▸ Job
Reproduce only the records from the line containing "Q: Find one point on every instance of the bird's tail" up to and including the line containing "[[249, 33]]". Keep the requests unchanged, but multiply every coordinate in the answers by 2.4 and round each result to a whole number, with halves rounded up.

— begin —

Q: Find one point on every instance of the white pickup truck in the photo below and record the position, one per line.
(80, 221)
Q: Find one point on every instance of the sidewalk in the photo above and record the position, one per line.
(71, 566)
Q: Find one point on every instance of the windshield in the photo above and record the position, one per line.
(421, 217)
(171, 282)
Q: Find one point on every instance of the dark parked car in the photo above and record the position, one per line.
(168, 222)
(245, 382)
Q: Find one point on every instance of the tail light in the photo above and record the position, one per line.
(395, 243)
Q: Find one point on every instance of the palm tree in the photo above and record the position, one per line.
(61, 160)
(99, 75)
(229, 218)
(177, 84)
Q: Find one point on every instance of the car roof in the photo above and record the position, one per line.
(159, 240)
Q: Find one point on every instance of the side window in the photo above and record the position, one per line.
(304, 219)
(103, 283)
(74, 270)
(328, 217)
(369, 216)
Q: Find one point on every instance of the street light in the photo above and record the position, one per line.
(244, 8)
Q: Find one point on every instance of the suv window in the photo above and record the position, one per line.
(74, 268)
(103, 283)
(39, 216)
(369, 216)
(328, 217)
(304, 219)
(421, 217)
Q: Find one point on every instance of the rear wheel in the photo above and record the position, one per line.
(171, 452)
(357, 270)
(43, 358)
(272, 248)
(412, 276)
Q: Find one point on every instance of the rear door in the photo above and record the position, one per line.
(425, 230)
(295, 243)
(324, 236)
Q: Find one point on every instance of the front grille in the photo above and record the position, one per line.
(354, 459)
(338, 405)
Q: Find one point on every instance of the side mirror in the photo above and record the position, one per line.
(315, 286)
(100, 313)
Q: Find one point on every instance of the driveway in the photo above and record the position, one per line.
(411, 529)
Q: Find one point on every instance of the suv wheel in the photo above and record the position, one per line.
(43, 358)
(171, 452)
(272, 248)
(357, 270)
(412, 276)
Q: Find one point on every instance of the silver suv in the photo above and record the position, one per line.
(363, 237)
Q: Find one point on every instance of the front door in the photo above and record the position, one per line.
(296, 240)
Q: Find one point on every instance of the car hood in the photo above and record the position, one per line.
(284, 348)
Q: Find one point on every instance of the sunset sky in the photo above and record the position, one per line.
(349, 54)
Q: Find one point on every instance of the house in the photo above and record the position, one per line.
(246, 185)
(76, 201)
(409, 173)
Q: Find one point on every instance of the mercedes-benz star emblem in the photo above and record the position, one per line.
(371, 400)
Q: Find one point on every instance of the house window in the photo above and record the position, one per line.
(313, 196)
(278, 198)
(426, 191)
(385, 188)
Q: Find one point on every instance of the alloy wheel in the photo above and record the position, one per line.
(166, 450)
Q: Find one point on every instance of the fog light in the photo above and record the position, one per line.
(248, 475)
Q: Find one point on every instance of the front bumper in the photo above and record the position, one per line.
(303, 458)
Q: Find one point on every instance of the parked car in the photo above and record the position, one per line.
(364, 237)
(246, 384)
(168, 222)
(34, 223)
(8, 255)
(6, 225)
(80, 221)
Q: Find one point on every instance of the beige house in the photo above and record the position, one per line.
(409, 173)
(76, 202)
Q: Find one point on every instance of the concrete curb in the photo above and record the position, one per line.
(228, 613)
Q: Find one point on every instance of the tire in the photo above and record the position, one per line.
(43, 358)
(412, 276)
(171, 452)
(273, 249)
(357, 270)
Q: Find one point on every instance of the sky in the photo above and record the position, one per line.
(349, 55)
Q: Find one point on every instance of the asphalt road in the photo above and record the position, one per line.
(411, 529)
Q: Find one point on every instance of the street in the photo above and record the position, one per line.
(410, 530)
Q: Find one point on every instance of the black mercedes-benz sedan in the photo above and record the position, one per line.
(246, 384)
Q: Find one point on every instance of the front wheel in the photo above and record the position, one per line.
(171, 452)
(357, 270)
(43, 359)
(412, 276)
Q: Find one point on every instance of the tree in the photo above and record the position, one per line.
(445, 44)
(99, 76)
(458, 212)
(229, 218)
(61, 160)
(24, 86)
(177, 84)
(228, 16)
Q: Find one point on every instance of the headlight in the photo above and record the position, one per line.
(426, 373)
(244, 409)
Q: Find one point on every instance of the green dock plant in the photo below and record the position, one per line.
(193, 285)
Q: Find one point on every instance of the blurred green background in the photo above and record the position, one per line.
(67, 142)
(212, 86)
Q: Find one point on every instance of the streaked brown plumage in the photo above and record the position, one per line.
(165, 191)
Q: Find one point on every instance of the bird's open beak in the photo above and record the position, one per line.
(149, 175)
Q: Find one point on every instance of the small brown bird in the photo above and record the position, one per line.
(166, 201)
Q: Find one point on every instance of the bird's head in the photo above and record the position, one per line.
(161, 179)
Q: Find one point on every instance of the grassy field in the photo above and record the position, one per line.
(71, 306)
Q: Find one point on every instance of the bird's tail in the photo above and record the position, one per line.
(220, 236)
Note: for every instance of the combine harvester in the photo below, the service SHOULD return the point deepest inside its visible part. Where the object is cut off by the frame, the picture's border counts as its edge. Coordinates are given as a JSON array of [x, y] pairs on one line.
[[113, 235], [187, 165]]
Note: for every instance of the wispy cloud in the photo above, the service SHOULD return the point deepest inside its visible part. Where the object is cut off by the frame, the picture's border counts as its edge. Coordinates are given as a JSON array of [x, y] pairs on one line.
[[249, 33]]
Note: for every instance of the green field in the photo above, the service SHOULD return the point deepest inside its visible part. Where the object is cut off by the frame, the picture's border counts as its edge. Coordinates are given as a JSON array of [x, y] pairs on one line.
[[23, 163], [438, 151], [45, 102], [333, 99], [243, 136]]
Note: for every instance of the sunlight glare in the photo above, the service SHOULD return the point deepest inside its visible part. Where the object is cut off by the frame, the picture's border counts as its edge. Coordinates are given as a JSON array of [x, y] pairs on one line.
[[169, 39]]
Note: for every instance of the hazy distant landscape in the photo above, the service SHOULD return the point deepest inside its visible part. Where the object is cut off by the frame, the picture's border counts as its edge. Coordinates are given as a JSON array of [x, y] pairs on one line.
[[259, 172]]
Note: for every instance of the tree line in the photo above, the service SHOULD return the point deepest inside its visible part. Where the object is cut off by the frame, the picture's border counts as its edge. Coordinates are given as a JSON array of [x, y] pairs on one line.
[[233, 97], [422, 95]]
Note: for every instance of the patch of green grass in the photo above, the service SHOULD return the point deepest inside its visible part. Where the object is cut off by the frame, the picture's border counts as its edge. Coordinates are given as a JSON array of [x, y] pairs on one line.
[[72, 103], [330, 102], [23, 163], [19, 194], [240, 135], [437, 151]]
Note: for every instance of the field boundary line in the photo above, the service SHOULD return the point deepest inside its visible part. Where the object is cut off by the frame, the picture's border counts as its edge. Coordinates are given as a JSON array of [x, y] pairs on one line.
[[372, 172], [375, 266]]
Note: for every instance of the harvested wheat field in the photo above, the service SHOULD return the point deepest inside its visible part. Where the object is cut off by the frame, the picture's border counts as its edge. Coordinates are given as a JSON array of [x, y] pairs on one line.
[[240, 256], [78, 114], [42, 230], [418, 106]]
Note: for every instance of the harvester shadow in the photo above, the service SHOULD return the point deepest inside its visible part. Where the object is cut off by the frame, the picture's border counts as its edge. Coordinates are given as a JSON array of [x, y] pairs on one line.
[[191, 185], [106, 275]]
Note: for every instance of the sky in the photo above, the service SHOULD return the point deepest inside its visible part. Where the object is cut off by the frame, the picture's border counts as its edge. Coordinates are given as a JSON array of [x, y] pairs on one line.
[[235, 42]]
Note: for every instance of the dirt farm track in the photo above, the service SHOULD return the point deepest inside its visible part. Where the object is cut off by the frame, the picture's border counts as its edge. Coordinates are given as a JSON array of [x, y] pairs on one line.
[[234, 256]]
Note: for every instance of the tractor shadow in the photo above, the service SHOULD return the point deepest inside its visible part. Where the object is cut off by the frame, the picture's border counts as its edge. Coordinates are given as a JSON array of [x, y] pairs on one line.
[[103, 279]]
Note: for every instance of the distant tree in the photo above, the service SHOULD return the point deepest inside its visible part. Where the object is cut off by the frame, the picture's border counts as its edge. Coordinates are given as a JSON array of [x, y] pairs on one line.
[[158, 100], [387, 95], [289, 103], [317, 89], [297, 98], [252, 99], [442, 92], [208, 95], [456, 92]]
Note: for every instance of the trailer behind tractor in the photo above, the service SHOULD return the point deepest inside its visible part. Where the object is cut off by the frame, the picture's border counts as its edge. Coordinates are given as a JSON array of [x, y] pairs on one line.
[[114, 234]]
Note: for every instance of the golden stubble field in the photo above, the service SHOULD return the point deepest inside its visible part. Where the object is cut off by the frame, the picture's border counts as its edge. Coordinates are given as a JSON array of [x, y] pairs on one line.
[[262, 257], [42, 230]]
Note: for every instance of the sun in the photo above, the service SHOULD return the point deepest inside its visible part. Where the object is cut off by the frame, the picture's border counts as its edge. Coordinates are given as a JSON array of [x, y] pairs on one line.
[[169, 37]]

— end —

▸ Solution
Q: Find one point on every instance of the bird's tail in the photo above and record the position, one per line.
(528, 566)
Note: for every instance of the combine harvester in the photo below, the service SHOULD return the point deepest inside its visible part. Where the object is cut off by the frame, the picture's border counts as its edge. Coordinates are given as a JSON array of [x, y] pairs on one line.
[[271, 564], [449, 396]]
Note: for every instance of the wispy cloud in the photo above, the service SHOULD return the point deepest inside its visible part. Where the object is cut off by the frame, the picture's border counts as its edge. Coordinates are given as a JSON array of [x, y] pairs on one line.
[[598, 79]]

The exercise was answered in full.